**What is being asked**
The records below must be transcribed exactly, with each picture left out.
= = = =
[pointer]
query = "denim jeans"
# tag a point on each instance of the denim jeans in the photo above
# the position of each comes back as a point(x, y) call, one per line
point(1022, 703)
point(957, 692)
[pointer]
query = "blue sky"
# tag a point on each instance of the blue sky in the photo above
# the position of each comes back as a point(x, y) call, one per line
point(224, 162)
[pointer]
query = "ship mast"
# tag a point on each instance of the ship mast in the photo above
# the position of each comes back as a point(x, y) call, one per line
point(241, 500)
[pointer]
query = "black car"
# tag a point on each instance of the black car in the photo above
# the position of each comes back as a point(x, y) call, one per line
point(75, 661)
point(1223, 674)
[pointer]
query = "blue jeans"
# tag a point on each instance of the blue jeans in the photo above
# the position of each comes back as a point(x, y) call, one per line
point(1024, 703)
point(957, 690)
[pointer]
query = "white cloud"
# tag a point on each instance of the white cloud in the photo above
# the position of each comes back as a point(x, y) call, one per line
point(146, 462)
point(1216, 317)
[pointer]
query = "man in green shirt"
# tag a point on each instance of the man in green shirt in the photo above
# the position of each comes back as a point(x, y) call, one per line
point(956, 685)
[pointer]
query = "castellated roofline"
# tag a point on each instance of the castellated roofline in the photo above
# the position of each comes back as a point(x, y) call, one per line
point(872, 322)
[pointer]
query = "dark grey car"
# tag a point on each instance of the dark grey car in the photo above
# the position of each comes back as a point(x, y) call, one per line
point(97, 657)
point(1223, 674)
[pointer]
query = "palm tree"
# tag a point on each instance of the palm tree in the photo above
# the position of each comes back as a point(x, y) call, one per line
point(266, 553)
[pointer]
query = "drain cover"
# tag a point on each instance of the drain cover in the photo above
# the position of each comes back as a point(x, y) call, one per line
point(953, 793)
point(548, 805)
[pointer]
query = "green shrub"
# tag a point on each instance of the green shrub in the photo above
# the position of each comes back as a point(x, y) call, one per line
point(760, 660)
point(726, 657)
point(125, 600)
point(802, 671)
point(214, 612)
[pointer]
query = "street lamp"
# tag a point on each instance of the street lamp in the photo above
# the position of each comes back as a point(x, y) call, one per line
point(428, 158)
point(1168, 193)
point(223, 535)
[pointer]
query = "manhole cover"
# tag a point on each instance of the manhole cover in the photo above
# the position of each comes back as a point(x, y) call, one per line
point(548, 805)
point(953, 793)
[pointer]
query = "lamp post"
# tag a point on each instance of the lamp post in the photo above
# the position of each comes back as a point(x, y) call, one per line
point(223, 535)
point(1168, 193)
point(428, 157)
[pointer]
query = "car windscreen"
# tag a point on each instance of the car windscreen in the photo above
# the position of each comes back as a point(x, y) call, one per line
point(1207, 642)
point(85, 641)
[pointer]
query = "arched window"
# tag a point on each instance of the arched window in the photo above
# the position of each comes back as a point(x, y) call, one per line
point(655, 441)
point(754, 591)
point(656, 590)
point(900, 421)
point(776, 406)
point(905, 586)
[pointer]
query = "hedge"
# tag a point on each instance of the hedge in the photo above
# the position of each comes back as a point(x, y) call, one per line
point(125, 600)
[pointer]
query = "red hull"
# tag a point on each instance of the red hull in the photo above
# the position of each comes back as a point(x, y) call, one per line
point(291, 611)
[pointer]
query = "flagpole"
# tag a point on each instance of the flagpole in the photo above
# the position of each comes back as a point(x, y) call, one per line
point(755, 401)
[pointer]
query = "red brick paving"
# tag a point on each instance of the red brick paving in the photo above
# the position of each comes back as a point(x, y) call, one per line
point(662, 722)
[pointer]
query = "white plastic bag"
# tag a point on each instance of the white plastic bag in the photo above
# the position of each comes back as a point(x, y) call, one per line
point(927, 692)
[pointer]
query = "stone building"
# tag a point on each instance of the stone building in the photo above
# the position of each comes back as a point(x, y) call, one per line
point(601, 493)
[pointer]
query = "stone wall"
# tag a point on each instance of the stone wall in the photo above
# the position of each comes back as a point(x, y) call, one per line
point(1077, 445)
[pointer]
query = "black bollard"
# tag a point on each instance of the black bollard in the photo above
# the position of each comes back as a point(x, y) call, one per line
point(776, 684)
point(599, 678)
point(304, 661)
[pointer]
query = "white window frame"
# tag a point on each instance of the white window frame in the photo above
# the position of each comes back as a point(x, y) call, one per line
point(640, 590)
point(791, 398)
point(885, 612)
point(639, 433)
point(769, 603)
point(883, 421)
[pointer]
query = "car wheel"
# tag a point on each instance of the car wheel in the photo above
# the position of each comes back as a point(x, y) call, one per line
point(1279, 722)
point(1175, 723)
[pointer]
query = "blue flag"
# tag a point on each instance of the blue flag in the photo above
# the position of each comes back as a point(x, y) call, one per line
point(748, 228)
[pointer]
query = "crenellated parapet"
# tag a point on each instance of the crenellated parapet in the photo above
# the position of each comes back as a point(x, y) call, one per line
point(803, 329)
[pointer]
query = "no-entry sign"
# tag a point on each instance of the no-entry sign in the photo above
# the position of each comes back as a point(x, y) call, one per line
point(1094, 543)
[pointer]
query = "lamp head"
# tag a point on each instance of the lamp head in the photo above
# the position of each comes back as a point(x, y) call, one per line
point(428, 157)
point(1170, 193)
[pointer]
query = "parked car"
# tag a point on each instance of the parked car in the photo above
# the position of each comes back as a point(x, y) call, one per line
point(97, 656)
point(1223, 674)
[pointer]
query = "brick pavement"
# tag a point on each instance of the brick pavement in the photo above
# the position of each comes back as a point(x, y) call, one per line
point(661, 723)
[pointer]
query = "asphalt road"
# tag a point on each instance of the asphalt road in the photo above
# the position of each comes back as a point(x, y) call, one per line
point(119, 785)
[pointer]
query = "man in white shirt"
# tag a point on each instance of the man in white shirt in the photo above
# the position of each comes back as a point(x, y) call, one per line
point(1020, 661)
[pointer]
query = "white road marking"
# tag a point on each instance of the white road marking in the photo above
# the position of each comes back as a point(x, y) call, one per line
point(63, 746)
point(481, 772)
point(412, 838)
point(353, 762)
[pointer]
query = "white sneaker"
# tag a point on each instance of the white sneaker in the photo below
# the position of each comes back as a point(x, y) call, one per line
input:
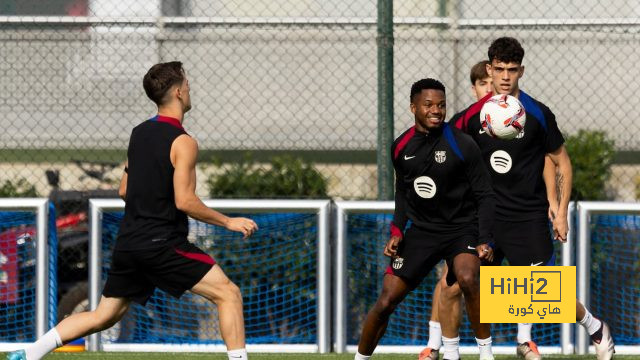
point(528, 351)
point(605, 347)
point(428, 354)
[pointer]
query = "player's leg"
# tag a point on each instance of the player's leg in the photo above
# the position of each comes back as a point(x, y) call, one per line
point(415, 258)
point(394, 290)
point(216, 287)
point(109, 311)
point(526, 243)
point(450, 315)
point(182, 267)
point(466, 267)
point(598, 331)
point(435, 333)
= = = =
**Answer area**
[pointer]
query = "denim jeans"
# tag a point on each instance of the denim jeans in the photo above
# the position of each comes back as a point(x, y) call, one per line
point(1022, 703)
point(957, 692)
[pointer]
query = "blue sky"
# tag a point on each instance of the blue sky in the photo above
# the position of each comes back as a point(x, y) call, one per line
point(224, 162)
[pointer]
query = "ship mast"
# tag a point on each instance of the ship mast in the photo above
# the position of each comes back as a point(x, y) call, one per line
point(241, 500)
[pointer]
query = "black car"
# tag a point on each instance of the black car in the photo above
# the position of each comes back as a point(x, y) call, one per line
point(75, 661)
point(1223, 674)
[pointer]
query = "blue jeans"
# tag a point on each instance of the blue jeans in the photo above
# the position of each comes back as a point(x, y) call, one per line
point(1024, 703)
point(957, 690)
[pointer]
query = "white cloud"
# tag a point on each instance of the white cloud in the photo above
# the position of each comes back as a point(x, y) call, one per line
point(146, 462)
point(1216, 317)
[pointer]
query = "man in green shirt"
# tag a point on each instance of the man in green shirt in the photo above
# the position of each comes back as a point(x, y) call, one per line
point(956, 685)
[pointer]
query = "castellated roofline"
# tag a point on each instance of the castellated roofline in the photo above
# the position of each comes back as a point(x, y) call, one per line
point(872, 322)
[pointer]
query = "dark grey car"
# tag a point on each instance of the dark grey car in the photo above
# the position of each comes back as a point(x, y) call, one per line
point(97, 657)
point(1223, 674)
[pointer]
query = "palm tree"
# tag a point on each instance of the palm tree in the photo above
# the position of each comes back as a point(x, y) call, one per line
point(266, 553)
[pointer]
query = "drain cover"
# tag a point on each instance of the drain cover in the photo above
# the position of each comes back as a point(x, y) call, one per line
point(953, 793)
point(548, 805)
[pointer]
query = "green shrub"
# tag a point on each instance of the green shrub in the photo above
# the position of each comes back as a point(x, y) call, one per line
point(760, 660)
point(726, 657)
point(125, 600)
point(802, 671)
point(214, 612)
[pointer]
query = "street lamp"
# tag a point on each instance of the street lamp in the photo above
# the position of each comes back as a point(x, y) call, one per line
point(428, 158)
point(1168, 193)
point(223, 535)
[pointer]
query = "manhole cover"
# tag a point on each instance of the manhole cover in the photo above
# the position of each comes back as a point(x, y) call, one per line
point(548, 805)
point(953, 793)
[pointer]
query = "lamp post"
# tag a point on each instance of the lamp post in the photo above
# the position of each comes back as a point(x, y) call, one per line
point(223, 535)
point(1168, 193)
point(428, 157)
[pointer]
query = "car windscreen"
# tag a point on each instance of the car windscreen in the photo above
# the position of each comes back as a point(x, y) call, one per line
point(1207, 642)
point(85, 641)
[pointer]
query = "arched window"
# tag a point on each instance of the arched window in the photo above
# the position of each comes back as a point(x, y) call, one per line
point(655, 441)
point(754, 591)
point(656, 590)
point(900, 421)
point(776, 406)
point(905, 586)
[pointer]
query = "hedge"
# tag a point on each instance of the hedge in the photo above
# the position of each comes back as a point(x, y) call, one per line
point(125, 600)
[pointer]
query = "red hull"
# tag a point on each instance of the red hull in the photo above
# the position of each comes back as a point(x, y) call, one per line
point(291, 611)
[pointer]
query = "flagpole"
# tag a point on each instance of the flagpole in the photo above
# the position of each comes back as a point(x, y) call, one per line
point(755, 401)
[pointer]
query = "red brick paving"
# tag a point on each instance of the red brick paving in the photo above
# the position of each comes back as a point(x, y) call, one per line
point(662, 722)
[pointer]
query = "white plastic bag"
# tag a point on each instance of the white plastic bag in the photo above
# the position of each comes back as a point(x, y) call, one per line
point(927, 692)
[pointer]
query = "stone building"
# tag a point on each instance of the stone building in the photo above
# the position of each comes back as a point(x, y) call, one per line
point(601, 493)
[pointer]
query = "stone wall"
# tag a point on each instance of the stone wall in the photo above
# the position of each comes back as a point(x, y) call, one per line
point(1077, 445)
[pointer]
query = "black bollard"
# tag a point on each instance of the black bollard in the photo above
# the position of each comes back as a point(x, y) call, one per line
point(776, 684)
point(599, 678)
point(304, 661)
[pointer]
query = "white window frame"
# tag a point on each instance of the white window frame in the photo above
# the position of each comes back as a point(x, y) call, one per line
point(640, 590)
point(791, 398)
point(885, 612)
point(639, 433)
point(769, 603)
point(883, 421)
[pointer]
query = "car wheel"
# tag a point on each instance of the car wheel in the photo above
# the position of each comes back as a point(x, y) call, one per line
point(1279, 722)
point(1175, 723)
[pointer]
query = "blue flag"
# tag a point on each instance of the blue flag in the photo above
# the position of each comes back as a point(x, y) call, one per line
point(748, 228)
[pointer]
query = "crenellated parapet"
# tag a point on each instance of the crenellated parapet in the photo above
# the position of each comes back as a point(x, y) call, one per line
point(803, 329)
[pointer]
query = "no-entry sign"
# tag a point on each instance of the no-entry sign in the photo above
# the position of each comes back as a point(x, y) call, one per line
point(1094, 543)
[pointer]
query = "lamp head"
# tag a point on each instance of the lamp head in the photo above
# the position of each comes back as a point(x, y) call, one per line
point(428, 157)
point(1170, 193)
[pointer]
query = "parked car"
# tag a point on each instance of the parked car in the photo above
# the position of each comes back as a point(x, y) call, one per line
point(97, 656)
point(1223, 674)
[pointer]
query = "brick pavement"
# tag a point on each instance of the brick pavement in the photo above
# the position of each comes back as a point(x, y) call, one per line
point(661, 723)
[pointer]
query = "asphalt road"
# tag a point on each instance of the asphalt road in the photo above
# the position of each comes back as a point(x, y) call, one per line
point(119, 785)
[pointer]
query = "man in white shirt"
# tag a point on each instance of the man in white shirt in the photo above
# the position of each comes back as a point(x, y) call, one per line
point(1020, 661)
[pointer]
query = "white road marking"
# tag a point on each instance of the white road marking in the photo above
# the position of each comes back as a point(x, y) call, one per line
point(63, 746)
point(481, 772)
point(412, 838)
point(353, 762)
[pointer]
query = "white sneaker"
# tag a point on each instance of the white sneaker in the photo below
# the position of each comes back as a point(x, y) call, one per line
input:
point(528, 351)
point(605, 347)
point(428, 354)
[pointer]
query = "player's leg"
# tag a point on each instance of the player's leg in the photo above
# the position of each comes back as a point(x, y) call, one per line
point(415, 258)
point(394, 290)
point(216, 287)
point(109, 311)
point(526, 243)
point(450, 315)
point(182, 267)
point(466, 267)
point(598, 331)
point(435, 333)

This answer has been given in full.